### ACTION ITEM
Give again the lines of the data from its first line through the line with "Expected behaviour: for every instance of the vanity". Change nothing.

### DATASET RECORDS
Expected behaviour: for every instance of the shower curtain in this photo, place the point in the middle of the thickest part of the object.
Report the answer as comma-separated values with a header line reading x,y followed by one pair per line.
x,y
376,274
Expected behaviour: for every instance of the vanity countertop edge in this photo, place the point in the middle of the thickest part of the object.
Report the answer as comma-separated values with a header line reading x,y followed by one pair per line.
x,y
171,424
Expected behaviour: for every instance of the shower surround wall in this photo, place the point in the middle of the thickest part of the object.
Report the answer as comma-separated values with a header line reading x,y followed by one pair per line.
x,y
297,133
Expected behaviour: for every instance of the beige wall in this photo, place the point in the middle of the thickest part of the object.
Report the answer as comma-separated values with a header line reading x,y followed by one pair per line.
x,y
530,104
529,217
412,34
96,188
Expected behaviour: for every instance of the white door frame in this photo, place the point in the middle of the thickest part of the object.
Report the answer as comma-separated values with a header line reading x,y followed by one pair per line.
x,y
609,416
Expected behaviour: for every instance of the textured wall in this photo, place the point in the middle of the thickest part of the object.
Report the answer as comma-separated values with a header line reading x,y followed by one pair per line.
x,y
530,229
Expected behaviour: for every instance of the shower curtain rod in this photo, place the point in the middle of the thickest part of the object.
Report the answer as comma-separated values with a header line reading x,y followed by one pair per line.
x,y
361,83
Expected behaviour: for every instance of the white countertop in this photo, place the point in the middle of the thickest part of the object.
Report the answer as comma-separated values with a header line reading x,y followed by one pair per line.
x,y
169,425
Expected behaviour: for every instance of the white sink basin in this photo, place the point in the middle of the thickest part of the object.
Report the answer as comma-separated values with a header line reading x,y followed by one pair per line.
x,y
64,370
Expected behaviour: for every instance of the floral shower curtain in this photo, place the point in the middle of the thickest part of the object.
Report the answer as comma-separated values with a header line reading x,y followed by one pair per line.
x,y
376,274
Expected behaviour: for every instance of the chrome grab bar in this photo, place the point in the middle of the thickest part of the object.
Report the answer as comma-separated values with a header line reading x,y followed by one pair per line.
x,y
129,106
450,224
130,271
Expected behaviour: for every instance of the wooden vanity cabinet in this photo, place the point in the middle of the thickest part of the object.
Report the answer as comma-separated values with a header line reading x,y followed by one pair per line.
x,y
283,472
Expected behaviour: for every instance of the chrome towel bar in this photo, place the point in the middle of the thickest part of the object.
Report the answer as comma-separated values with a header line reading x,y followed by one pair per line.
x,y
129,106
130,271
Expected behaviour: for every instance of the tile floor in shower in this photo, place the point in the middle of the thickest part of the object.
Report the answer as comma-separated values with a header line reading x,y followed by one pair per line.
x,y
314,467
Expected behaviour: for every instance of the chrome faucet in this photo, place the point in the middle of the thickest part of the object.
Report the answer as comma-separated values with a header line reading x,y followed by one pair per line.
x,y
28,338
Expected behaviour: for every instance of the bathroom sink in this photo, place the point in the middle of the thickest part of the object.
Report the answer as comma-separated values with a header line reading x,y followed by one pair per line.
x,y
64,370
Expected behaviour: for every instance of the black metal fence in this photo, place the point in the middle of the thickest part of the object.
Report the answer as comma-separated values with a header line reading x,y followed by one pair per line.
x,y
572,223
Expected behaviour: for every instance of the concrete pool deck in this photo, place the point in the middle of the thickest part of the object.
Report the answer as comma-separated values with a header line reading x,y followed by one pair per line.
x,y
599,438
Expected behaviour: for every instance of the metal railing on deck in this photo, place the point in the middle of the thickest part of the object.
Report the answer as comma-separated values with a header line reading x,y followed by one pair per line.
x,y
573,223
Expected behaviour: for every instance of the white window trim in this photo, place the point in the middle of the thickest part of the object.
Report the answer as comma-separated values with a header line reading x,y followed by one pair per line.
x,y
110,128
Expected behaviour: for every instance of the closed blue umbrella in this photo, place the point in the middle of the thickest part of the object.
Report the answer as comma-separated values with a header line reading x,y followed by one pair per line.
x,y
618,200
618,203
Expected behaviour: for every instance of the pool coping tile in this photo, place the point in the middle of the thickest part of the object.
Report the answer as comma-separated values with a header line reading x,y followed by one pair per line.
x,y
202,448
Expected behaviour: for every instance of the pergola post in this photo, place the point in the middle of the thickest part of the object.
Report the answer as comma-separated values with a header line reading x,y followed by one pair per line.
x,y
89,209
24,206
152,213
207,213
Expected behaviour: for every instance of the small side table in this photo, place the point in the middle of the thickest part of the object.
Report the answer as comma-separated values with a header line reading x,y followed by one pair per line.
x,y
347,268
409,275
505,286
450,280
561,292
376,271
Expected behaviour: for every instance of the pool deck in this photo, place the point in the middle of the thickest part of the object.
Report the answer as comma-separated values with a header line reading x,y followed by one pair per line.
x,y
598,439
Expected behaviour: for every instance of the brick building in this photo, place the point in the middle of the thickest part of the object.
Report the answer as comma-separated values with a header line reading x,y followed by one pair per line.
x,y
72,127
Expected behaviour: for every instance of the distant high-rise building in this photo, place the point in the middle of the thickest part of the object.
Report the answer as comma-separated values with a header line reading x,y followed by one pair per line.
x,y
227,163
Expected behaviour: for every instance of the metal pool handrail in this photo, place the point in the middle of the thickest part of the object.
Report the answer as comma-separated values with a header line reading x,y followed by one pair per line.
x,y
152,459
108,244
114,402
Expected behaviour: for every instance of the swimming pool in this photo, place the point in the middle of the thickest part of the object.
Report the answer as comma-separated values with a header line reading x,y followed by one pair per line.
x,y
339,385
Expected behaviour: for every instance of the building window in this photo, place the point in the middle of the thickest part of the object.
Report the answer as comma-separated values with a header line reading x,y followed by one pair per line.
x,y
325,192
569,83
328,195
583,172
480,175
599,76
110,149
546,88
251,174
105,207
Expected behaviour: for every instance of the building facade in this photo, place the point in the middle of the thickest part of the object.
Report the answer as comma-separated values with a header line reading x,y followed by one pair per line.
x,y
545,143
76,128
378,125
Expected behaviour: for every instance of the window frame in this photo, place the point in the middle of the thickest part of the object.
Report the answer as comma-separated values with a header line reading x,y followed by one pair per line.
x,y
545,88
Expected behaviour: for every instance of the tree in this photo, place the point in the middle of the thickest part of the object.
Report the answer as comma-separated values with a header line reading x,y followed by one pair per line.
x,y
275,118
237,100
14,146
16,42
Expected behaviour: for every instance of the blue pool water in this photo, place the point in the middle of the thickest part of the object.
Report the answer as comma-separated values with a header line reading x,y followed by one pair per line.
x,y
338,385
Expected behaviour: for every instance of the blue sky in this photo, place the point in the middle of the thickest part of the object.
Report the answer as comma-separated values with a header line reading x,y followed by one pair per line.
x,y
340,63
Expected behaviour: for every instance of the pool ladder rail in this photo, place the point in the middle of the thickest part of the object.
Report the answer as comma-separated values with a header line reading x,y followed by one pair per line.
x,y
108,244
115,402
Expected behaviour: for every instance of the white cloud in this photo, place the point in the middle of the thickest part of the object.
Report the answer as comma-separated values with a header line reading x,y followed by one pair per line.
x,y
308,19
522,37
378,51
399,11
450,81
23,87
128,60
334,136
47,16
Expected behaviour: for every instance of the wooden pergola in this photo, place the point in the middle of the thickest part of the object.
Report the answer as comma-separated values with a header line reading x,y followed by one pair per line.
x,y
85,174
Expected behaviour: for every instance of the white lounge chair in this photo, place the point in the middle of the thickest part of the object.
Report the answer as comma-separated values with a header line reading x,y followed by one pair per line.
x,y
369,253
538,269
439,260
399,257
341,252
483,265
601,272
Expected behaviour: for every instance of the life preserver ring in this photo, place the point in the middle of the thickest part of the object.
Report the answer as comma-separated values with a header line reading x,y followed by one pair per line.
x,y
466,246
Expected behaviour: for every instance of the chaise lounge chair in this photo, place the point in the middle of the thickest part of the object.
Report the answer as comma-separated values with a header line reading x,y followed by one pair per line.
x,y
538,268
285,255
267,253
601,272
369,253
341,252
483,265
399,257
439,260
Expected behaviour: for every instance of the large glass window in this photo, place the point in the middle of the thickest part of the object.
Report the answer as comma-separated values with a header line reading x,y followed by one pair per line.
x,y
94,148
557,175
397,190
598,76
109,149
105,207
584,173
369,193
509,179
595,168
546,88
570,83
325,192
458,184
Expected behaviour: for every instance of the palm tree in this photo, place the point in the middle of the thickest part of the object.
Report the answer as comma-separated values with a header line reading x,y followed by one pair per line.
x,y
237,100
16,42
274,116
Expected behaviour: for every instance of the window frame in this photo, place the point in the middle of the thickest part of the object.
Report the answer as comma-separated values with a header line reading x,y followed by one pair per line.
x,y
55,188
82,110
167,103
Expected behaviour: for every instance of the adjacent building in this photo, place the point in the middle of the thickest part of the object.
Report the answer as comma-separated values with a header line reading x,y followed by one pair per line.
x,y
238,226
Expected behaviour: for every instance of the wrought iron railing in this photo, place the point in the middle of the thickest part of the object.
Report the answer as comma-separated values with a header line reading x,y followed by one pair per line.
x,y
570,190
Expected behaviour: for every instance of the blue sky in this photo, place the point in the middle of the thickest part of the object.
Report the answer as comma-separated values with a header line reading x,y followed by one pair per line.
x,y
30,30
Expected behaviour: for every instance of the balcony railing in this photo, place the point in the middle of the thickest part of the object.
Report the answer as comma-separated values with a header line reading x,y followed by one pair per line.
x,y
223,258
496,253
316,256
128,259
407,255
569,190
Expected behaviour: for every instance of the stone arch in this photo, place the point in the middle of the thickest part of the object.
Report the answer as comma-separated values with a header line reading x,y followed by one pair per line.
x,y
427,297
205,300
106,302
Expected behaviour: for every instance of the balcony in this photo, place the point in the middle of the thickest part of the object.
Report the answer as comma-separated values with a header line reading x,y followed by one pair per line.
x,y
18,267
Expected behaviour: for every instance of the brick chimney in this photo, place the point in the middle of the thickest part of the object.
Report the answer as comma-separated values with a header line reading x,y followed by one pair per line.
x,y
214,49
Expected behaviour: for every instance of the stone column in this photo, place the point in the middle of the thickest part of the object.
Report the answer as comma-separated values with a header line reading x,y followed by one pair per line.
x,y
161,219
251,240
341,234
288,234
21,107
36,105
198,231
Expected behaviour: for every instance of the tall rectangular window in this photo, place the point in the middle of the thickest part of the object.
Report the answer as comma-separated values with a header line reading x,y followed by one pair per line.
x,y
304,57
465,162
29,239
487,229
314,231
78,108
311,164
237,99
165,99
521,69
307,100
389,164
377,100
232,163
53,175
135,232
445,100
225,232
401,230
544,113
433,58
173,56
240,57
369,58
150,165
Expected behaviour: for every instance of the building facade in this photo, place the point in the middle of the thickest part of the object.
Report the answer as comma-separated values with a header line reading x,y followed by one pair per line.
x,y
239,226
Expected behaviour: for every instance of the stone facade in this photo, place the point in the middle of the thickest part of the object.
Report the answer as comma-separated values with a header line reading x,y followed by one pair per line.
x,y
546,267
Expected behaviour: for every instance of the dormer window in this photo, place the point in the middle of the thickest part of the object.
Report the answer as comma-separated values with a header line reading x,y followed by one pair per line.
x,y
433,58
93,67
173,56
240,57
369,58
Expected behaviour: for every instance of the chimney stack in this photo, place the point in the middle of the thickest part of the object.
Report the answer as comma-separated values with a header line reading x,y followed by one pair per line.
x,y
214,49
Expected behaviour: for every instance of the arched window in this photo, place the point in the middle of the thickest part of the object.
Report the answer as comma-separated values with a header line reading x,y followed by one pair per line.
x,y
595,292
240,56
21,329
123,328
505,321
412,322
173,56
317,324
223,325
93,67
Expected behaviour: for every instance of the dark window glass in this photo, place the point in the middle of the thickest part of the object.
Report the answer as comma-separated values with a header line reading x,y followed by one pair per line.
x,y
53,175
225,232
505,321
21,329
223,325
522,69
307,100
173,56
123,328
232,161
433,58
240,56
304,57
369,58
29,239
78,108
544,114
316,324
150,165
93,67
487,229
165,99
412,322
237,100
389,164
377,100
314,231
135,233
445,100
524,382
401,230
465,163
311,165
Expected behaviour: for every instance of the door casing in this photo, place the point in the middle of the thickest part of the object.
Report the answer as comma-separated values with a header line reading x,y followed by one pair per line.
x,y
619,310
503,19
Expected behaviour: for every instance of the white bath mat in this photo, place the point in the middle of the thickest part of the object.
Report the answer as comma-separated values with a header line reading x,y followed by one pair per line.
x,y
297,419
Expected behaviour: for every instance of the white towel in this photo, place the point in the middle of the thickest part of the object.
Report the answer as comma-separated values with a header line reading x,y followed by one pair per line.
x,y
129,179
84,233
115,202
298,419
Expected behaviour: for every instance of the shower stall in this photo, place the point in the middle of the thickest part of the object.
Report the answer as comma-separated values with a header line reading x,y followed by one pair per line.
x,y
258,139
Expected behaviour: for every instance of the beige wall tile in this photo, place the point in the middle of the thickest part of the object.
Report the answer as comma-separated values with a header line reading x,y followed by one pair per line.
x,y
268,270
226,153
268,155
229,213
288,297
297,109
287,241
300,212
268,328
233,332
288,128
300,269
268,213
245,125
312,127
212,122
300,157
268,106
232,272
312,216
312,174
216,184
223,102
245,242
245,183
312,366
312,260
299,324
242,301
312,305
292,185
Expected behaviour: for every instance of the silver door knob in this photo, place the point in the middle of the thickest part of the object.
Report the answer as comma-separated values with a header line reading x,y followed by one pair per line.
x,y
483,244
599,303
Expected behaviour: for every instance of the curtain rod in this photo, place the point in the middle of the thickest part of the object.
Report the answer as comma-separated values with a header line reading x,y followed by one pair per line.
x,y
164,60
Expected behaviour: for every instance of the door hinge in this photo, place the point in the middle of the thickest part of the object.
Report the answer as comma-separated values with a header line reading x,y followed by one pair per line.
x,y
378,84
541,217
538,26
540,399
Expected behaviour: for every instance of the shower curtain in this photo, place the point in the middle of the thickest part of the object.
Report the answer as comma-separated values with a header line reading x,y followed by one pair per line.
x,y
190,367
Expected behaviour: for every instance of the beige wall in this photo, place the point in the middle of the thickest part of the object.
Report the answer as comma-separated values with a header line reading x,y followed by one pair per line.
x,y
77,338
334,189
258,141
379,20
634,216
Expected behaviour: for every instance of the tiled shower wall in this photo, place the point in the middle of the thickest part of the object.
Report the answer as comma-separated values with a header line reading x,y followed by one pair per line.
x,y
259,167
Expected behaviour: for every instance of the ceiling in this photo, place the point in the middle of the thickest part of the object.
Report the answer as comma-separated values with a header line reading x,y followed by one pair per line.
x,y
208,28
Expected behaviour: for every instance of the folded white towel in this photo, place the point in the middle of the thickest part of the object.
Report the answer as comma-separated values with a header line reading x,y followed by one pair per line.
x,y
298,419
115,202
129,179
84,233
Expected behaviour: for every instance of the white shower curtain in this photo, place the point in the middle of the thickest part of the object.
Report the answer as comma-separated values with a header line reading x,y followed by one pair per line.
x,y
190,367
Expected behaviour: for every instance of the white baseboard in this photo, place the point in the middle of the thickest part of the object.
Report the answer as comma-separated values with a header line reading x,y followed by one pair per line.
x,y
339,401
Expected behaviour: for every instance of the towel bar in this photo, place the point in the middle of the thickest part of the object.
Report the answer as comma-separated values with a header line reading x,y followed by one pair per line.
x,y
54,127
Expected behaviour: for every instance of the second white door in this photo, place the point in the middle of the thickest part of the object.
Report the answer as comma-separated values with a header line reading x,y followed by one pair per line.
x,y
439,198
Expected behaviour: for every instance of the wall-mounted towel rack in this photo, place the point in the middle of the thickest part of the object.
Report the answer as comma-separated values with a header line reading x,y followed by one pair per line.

### TASK OUTPUT
Expected behaviour: for every instance of the shower curtain in this photo, place the point in the middle of the thickest part of the object.
Report the answer as comma-separated values with a header line reading x,y followed by one pair per line.
x,y
376,274
Expected behaviour: for every instance of the vanity countertop edge in this photo, place the point in the middle of the thickest part of the object.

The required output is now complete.